[抜粋]:
====

パルミラに対してアウレリアヌス帝が命じた攻撃内容は、アウレリアヌス帝の直筆書状一通がギボンの時代までは遺されていて、ギボンはそれを読んだと記している。それに依ると、(以下、『ローマ帝国衰亡史』よりそのまま引用=>)このときの恐るべき処刑は、当然それに値する叛乱将兵のみならず、老人、子供、農民たちにまで及んだことを、公然と述べている。(<=以上、引用終わり)
この書状内容は、『皇帝列伝』第26巻31節に書かれてあるが、これは偽作であるという注意書きも『ローマ帝国衰亡史』には記されている。う~ん、それならば、ギボンは老人、子供、農民にまで及んだ処刑を信じていない?ちょっと、内容的に読み取り方が難しい。が、商業と学芸と、そして類稀なる女王ゼノビアが君臨したパルミラの本拠は、見る影もない寒村と化した。そして、E・ギボンが、1773年に『ローマ帝国衰亡史』を書き始めた頃も(完成は1776年頃)、蘇ることは無かったし、現在も、パルミラは古代遺跡の残骸だけが遺るのみ。

====

コレクションから抽出したデータ:

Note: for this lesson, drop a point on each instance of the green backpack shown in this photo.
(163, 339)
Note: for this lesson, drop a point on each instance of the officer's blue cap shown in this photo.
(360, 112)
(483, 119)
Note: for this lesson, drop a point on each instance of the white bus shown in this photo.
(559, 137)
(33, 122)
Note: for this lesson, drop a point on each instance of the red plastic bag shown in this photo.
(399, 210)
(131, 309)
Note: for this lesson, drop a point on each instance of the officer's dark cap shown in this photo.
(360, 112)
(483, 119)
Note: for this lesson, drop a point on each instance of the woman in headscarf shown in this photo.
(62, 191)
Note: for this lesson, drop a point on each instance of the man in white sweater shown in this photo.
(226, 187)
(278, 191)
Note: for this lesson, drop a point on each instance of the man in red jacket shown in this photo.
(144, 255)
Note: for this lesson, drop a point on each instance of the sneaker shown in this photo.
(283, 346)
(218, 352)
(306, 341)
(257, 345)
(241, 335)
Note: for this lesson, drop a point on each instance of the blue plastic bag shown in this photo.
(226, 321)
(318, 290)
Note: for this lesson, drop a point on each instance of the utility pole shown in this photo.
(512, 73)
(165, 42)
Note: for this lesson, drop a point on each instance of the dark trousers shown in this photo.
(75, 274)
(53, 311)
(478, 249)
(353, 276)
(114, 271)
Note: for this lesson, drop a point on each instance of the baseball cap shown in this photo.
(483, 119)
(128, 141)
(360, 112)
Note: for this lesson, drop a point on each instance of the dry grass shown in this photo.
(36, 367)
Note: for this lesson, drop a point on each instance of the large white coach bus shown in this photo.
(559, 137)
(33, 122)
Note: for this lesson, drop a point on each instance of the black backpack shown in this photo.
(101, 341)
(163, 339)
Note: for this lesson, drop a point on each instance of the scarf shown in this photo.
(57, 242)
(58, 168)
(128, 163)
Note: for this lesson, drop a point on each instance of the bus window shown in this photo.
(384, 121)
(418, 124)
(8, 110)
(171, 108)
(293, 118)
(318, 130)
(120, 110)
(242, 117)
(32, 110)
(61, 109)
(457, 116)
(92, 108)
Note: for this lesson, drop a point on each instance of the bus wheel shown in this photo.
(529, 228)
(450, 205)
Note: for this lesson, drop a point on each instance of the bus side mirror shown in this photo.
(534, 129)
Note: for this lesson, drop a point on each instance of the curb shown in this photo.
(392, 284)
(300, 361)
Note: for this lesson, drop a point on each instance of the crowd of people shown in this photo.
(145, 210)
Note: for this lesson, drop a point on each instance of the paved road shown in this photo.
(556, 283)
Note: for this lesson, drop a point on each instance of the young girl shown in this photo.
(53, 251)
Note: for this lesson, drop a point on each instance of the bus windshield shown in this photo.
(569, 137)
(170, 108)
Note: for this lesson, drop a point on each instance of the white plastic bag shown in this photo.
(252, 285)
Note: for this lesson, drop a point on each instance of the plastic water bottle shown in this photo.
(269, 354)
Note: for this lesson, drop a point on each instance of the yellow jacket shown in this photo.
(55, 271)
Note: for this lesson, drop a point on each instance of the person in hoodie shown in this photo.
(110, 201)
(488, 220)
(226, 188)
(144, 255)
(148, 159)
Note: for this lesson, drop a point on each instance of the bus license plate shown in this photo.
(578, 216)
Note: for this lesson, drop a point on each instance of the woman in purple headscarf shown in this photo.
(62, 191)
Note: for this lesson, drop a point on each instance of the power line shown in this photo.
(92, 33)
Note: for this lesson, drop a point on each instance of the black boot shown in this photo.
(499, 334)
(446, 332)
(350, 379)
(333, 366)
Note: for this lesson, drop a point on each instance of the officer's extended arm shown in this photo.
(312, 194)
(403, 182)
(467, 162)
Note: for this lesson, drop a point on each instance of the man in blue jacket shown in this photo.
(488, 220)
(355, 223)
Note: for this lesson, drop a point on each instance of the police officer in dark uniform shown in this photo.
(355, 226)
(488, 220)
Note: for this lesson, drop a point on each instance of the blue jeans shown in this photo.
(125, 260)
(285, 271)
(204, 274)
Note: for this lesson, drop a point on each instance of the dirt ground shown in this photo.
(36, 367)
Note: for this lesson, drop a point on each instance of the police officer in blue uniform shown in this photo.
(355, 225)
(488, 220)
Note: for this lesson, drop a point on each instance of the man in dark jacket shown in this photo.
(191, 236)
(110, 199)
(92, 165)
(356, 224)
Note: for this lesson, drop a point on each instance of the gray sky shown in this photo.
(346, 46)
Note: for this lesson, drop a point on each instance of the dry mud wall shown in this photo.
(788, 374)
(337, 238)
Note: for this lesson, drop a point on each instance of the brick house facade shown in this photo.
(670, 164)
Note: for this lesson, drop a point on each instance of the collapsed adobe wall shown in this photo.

====

[課題]:
a: 上のデータから、「uniform」という語を含む行をすべて抜き出せ。大文字と小文字は区別する。
b: パルミラの荒廃についての文章を、最後の文の続きから書き継げ。

[解答]:
a:
Note: for this lesson, drop a point on each instance of the police officer in dark uniform shown in this photo.
Note: for this lesson, drop a point on each instance of the police officer in blue uniform shown in this photo.

b:
皇帝凱旋式とその後のゼノビア
パルミラを破壊したローマ軍(皇帝親征軍)は、帰途のついでにアレクサンドリアで皇帝僭称し暴動を主導したフィルムスを粛清するべくエジプトへ立ち寄った。フィルムスは、オダエナトゥスやゼノビアと懇意にしていた人物という事ですが、架空の人物とも云われる。親パルミラ派が少なくなかったエジプトを完全に掌握する為に、ローマがでっち上げた事かもしれないが、あっさり完敗したフィルムスは、アウレリアヌス帝によって死刑に処されたという事だ。架空の人物なので触れる必要も無かったけど・・・
アジアとエジプトを完全制圧(掌握)したアウレリアヌスは、意気揚々とローマに凱旋。ギボン曰く「ローマ建国このかた、アウレリアヌス帝ほど天晴れ凱旋行事にふさわしい将軍はいなかったし、また事実それは未曽有の盛儀と誇りをもって執り行われた。」そして、まだ夜の引明け時に始まり、夕方第9時になっても終わらず・・・という、その日の壮大な凱旋式の様子を、まるでタイムマシンに乗ってつぶさに見て来たかのように『ローマ帝国衰亡史』には、約5ページに渡って書かれている。多分、異例の内容ですが、その日の凱旋式は、それほどのページを割いてでも書くに値する歴史に刻まれる凱旋式だったという事でしょう。
そして、他の皇帝達、将軍達の凱旋式同様に、ローマの捕虜となった敵将達が見世物として行軍させられたが、その日の捕虜行軍の”主役”は只者ではなかった。一人は、ガリア帝国の僭称皇帝テトリクス(と、その家族達)。そしてパルミラの女王ゼノビア。テトリクスのことは別の機会に触れることになるでしょうし、この凱旋式もその時に詳しく触れるでしょうし、この日のゼノビアにのみ光を当てると・・・
===以下、『ローマ帝国衰亡史』より引用===
ゼノビアは、美しい肢体に黄金の手枷足枷をはめられ、頸にも同じく黄金の重い鎖を巻かれ、奴隷の一人がやっとこれを支えていた。全身それこそ宝石ずくめ、重味に耐えかねほとんど倒れんばかりの有様だった。かつてはみずから戦車に駕してローマ市城門を潜ることを夢想していた彼女も、いまはその壮麗な戦車の前をトボトボ徒歩で歩まされる始末。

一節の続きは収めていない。